▶ **Problem statement**: Reproduce the listing from the line containing "where the overcast" through the end of the listing, both included, replacing "bounding box" with "bounding rectangle" and keeping everything else unchanged.

▶ **Material for the task**:
--------------------
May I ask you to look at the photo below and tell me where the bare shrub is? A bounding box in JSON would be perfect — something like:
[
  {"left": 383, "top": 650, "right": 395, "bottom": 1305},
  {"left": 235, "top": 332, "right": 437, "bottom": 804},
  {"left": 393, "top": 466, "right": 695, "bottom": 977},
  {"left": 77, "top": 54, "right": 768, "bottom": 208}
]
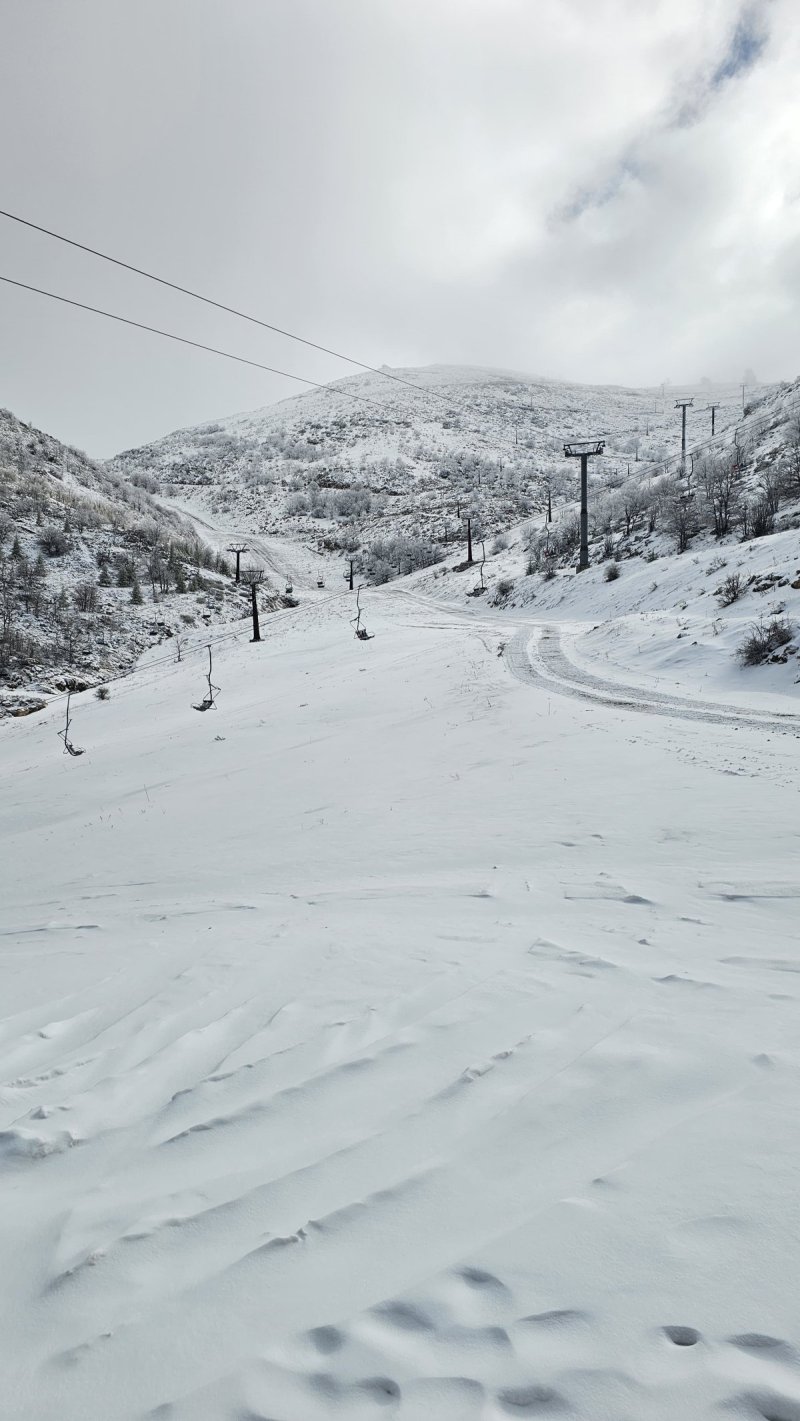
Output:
[
  {"left": 736, "top": 617, "right": 793, "bottom": 666},
  {"left": 716, "top": 573, "right": 742, "bottom": 607}
]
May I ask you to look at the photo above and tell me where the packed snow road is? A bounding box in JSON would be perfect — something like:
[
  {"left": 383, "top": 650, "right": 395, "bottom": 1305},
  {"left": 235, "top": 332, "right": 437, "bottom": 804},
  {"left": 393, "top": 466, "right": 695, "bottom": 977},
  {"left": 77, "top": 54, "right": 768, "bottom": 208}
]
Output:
[
  {"left": 507, "top": 624, "right": 800, "bottom": 735},
  {"left": 0, "top": 582, "right": 800, "bottom": 1421}
]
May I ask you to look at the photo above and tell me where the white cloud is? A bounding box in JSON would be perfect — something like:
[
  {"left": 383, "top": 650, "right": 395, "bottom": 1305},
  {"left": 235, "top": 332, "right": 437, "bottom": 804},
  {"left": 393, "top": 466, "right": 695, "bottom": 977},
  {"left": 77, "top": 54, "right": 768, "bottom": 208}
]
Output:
[{"left": 0, "top": 0, "right": 800, "bottom": 452}]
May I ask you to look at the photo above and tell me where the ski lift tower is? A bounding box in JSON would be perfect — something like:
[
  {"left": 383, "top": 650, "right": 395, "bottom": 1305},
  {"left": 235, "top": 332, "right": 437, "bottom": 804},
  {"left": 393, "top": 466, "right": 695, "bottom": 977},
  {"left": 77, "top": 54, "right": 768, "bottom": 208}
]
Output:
[
  {"left": 675, "top": 398, "right": 695, "bottom": 473},
  {"left": 564, "top": 439, "right": 605, "bottom": 573}
]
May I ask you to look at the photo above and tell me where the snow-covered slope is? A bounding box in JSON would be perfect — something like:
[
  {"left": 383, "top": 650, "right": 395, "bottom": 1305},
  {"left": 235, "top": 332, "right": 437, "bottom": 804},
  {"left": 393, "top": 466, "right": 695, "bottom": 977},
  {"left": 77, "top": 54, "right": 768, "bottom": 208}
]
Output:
[
  {"left": 0, "top": 584, "right": 800, "bottom": 1421},
  {"left": 112, "top": 365, "right": 778, "bottom": 581},
  {"left": 0, "top": 411, "right": 257, "bottom": 716}
]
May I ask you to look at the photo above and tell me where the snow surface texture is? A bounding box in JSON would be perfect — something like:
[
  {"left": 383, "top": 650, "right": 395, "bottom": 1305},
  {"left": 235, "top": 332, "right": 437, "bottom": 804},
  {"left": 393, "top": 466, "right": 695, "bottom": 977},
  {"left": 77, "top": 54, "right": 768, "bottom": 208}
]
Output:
[{"left": 0, "top": 571, "right": 800, "bottom": 1421}]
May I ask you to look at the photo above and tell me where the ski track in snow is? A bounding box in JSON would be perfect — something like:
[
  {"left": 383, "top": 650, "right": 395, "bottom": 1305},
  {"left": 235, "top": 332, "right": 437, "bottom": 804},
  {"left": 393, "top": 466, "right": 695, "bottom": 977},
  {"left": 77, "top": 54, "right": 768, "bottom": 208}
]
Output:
[{"left": 0, "top": 571, "right": 800, "bottom": 1421}]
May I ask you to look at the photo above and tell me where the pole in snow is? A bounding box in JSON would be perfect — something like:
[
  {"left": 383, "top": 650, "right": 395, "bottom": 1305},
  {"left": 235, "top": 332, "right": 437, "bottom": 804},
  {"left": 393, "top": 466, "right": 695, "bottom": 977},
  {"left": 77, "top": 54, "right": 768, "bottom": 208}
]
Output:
[
  {"left": 564, "top": 439, "right": 605, "bottom": 573},
  {"left": 225, "top": 547, "right": 247, "bottom": 581},
  {"left": 675, "top": 399, "right": 695, "bottom": 465}
]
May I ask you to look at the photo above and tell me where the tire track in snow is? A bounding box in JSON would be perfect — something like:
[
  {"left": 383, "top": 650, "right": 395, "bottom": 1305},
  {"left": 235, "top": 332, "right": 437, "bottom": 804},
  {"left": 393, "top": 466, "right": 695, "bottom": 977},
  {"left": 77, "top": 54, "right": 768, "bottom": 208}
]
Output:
[{"left": 504, "top": 624, "right": 800, "bottom": 735}]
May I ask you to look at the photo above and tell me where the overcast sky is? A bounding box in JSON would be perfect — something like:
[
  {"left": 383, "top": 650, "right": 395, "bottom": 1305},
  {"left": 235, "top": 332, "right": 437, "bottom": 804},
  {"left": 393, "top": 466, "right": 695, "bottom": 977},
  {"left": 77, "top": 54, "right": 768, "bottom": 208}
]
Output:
[{"left": 0, "top": 0, "right": 800, "bottom": 456}]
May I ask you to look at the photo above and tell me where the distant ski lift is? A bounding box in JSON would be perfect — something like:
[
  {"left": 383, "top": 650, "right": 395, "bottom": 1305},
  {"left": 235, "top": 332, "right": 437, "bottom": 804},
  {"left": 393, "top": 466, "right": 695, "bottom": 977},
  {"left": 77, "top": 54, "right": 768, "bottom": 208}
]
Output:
[{"left": 351, "top": 587, "right": 372, "bottom": 641}]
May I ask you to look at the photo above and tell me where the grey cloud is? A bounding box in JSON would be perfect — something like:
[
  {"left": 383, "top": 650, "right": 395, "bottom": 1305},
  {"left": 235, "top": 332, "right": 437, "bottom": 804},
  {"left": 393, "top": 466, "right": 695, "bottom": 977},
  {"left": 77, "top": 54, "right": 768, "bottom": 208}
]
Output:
[{"left": 0, "top": 0, "right": 800, "bottom": 453}]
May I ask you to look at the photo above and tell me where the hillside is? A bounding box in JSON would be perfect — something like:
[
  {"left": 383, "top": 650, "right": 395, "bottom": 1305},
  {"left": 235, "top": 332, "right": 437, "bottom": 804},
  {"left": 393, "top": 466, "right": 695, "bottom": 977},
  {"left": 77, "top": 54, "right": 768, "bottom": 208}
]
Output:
--------------------
▶ **Expected answer**:
May I ask you to look at the photo above and tell me where the overcast sky is? A bounding rectangle in JSON would be perfect — something like:
[
  {"left": 383, "top": 650, "right": 395, "bottom": 1305},
  {"left": 235, "top": 332, "right": 437, "bottom": 804},
  {"left": 393, "top": 466, "right": 695, "bottom": 977},
  {"left": 77, "top": 54, "right": 768, "bottom": 208}
]
Output:
[{"left": 0, "top": 0, "right": 800, "bottom": 456}]
May I ask you to look at the photo above and tell me where the distant ski lift is? A bounding rectangle in JSON would be perfect — something like:
[
  {"left": 383, "top": 650, "right": 395, "bottom": 1305},
  {"left": 235, "top": 332, "right": 437, "bottom": 804},
  {"left": 393, "top": 466, "right": 695, "bottom": 977},
  {"left": 77, "top": 54, "right": 768, "bottom": 208}
]
Output:
[{"left": 351, "top": 587, "right": 372, "bottom": 641}]
May I ask you to look at the photo above and tell me where the grey cloud is? A bounding rectangle in JSON would be perfect — something like:
[
  {"left": 383, "top": 650, "right": 395, "bottom": 1305},
  {"left": 235, "top": 332, "right": 437, "bottom": 804},
  {"left": 393, "top": 466, "right": 695, "bottom": 977},
  {"left": 77, "top": 54, "right": 768, "bottom": 208}
]
Output:
[{"left": 0, "top": 0, "right": 800, "bottom": 453}]
May I ask you to look at the photo above and tell me where the hillside is? A bounding rectangle in JSON would be perfect — something like:
[
  {"left": 383, "top": 650, "right": 395, "bottom": 1305},
  {"left": 235, "top": 332, "right": 437, "bottom": 804},
  {"left": 393, "top": 466, "right": 695, "bottom": 977},
  {"left": 77, "top": 54, "right": 768, "bottom": 208}
]
Output:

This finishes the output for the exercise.